■ AIM OF THE TASK ■
Could you set down the lines below, from the one containing "brim and record the coordinates." through the final line, exactly as written?

■ SOURCE DATA ■
Segment Open

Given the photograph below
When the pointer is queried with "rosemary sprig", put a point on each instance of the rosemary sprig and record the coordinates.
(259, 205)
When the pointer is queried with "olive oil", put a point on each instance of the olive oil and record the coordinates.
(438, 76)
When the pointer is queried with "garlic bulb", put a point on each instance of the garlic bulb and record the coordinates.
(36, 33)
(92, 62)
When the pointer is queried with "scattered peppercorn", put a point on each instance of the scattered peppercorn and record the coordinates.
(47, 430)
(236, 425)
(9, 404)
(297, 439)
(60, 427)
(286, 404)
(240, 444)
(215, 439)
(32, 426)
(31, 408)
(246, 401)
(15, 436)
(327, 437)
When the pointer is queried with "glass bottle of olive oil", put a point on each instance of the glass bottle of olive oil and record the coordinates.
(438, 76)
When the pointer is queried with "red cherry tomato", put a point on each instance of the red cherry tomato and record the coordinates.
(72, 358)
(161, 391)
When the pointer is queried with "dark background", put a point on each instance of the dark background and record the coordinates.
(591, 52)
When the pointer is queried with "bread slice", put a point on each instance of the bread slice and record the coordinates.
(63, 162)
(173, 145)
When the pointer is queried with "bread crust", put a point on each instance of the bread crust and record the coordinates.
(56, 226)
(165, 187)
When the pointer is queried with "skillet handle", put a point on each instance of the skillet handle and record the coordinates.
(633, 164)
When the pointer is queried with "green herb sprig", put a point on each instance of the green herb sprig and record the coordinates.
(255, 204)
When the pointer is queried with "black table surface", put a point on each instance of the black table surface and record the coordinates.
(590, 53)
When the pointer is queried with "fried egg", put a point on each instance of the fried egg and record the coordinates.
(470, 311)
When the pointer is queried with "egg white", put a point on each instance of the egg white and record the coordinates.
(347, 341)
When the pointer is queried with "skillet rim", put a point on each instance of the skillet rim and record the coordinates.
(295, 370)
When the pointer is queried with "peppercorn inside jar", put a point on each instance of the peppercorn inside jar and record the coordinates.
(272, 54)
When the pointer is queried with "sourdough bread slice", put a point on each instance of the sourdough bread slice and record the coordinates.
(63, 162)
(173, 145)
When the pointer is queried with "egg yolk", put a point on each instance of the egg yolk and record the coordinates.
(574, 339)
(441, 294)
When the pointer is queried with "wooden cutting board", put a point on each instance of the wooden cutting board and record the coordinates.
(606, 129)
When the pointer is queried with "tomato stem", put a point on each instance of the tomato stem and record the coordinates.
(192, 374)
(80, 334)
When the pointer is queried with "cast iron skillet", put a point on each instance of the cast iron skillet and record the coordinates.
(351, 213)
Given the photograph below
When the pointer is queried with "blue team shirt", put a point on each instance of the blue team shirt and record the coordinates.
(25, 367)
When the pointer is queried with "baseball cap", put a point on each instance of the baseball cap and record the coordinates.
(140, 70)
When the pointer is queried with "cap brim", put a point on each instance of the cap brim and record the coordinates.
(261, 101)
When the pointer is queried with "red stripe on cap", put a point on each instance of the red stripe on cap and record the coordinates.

Segment Closed

■ SOLUTION TO THIS TASK ■
When the pointer is queried with "cap brim", put a point on each instance of the cap brim and record the coordinates.
(261, 101)
When the pointer is queried with "red stripe on cap", put a point on each instance of the red stripe on cap and record the coordinates.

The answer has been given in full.